# Canadian Literary Consultant Needed, Please :)



## Guitarist (May 13, 2016)

I need a little help with the language, please.  Canadian English.  I am working on a piece of fiction and two Canadians have just walked onto the page. I just need some minor help with dialogue -- do they eat supper? or dinner? 

Do they eat ice cream cones, or cornets?  What do little kids call their mothers? 

These two are from Nova Scotia or New Brunswick.  Would they vacation on "PEI," or "Prince Edward Island" and is it as lovely as it looks to me on TV? 

In my part of the US most people eat dinner but I grew up eating supper. And ice cream cones (which seems to be pretty much nationwide), and my friends called their mothers Mama, Momma, or Mother (some of my younger friends call their mothers Mom). So I know there's no hard and fast rule, but I would like to at least try to get it right if this ever makes it to publication.  

And I know that in GA and AL and TN they couldn't eat Timbits or poutine unless they'd brought them with them in the car!


----------



## Shalimar (May 13, 2016)

Let's see, I am a west coast Canuck, so I don't know the answer to the PEI question. Canucks eat ice cream cones, young kids 
call their mothers mom or mommy, older peeps, usually mom or mother. Supper is casual, celebratory feasts are usually referred to as dinners.


----------



## Guitarist (May 13, 2016)

Thanks, Shalimar.
..............................
__Given problem a__
Copy out every line in the rows below that contains the word "hijab".

__Provided entries__
..............................
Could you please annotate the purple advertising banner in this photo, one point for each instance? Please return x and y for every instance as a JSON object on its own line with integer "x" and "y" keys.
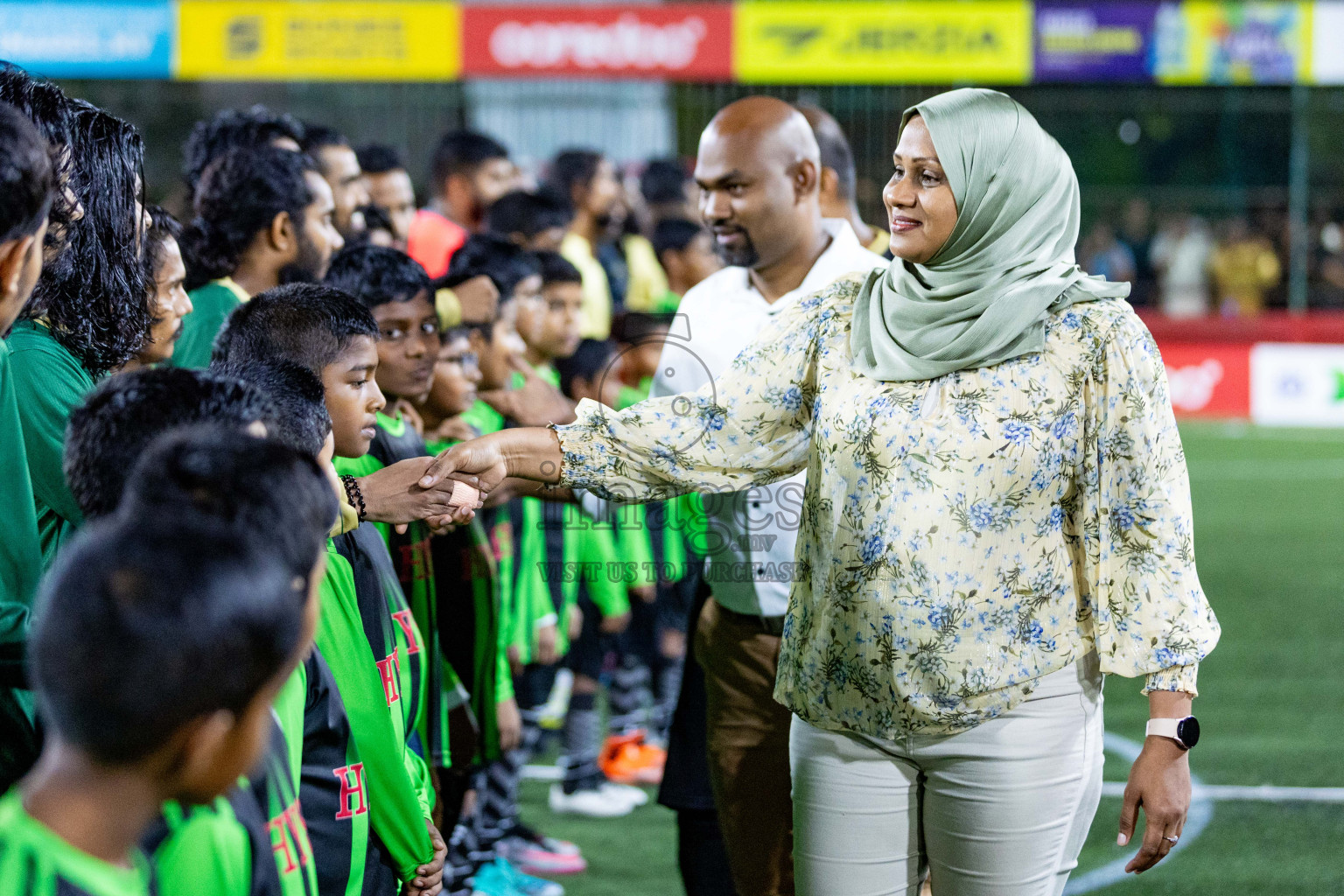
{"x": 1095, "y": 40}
..............................
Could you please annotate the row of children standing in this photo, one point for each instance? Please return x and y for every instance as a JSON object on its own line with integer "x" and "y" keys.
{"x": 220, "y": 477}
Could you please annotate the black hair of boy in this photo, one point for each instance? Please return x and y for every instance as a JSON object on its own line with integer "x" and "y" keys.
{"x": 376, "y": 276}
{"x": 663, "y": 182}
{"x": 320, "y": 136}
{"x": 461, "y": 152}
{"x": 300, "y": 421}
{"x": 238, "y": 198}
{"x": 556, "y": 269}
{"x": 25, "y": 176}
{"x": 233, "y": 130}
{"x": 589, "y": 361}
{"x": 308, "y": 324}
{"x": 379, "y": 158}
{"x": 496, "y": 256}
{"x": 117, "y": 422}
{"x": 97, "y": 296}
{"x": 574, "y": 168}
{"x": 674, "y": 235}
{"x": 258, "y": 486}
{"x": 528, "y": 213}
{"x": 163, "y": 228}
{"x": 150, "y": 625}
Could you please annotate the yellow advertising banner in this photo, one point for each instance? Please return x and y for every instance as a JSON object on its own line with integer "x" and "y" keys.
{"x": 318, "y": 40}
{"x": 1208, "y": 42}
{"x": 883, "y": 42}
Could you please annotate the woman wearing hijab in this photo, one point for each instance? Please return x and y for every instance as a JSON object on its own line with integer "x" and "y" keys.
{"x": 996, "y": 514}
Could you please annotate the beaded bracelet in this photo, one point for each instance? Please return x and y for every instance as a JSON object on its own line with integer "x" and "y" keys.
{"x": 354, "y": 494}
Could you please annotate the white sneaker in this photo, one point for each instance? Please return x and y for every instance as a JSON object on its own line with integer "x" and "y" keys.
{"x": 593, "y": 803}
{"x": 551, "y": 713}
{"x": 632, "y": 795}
..............................
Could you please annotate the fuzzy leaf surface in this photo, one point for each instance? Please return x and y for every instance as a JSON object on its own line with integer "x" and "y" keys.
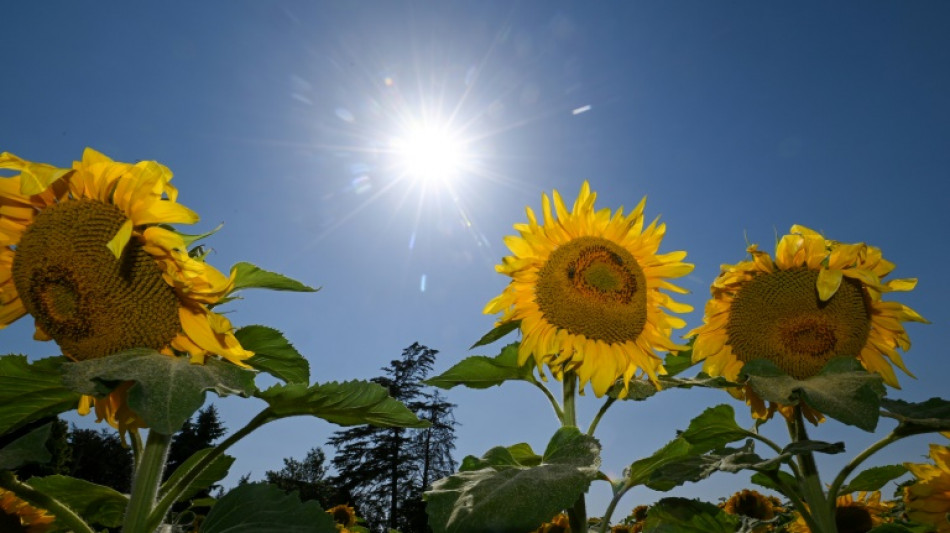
..............................
__Given problem b__
Carry on the forum thread about Canadian English from the point where it stops above.

__Exercise result a__
Could you please annotate the woman wearing hijab in this photo, one point for each instance? Please return x and y for every instance as a JSON object on its own line with integer "x" and "y" keys.

__Exercise result b__
----------



## Shalimar (May 13, 2016)

You are most welcome Guitarist.


----------



## Butterfly (May 17, 2016)

Shalimar said:


> You are most welcome Guitarist.



just curious -- does Canada use British spelling or American?


----------



## Ameriscot (May 17, 2016)

Butterfly, I believe Canadians normally use British spelling.


----------



## Shalimar (May 17, 2016)

British spelling is usually used in Canada.


----------



## Debby (Jun 11, 2016)

And the answer to the PEI question is that they would vacation on P E I.  Yes PEI is a very pretty province.  Rolling hillsides planted with crops and bordered by 'tidy' bands of brush and eventually levelling down to meet the sea.  It's not a GRAND AND IMMENSE sort of landscape (like BC or Alberta's western mountains) but it's peaceful and pretty that's for sure. Stays green all summer because it gets regular rain throughout unlike many regions of Canada. And it gets about two or three weeks every summer where it's so humid, you sweat just sitting still.  Right now I'm living just outside of Charlottetown which is the provinces capital.  It's a quaint province but not very well off.


----------



## Guitarist (Jun 11, 2016)

Thanks, Debby!   

Your timing is cool -- I just started a new chapter today with these characters talking up a storm!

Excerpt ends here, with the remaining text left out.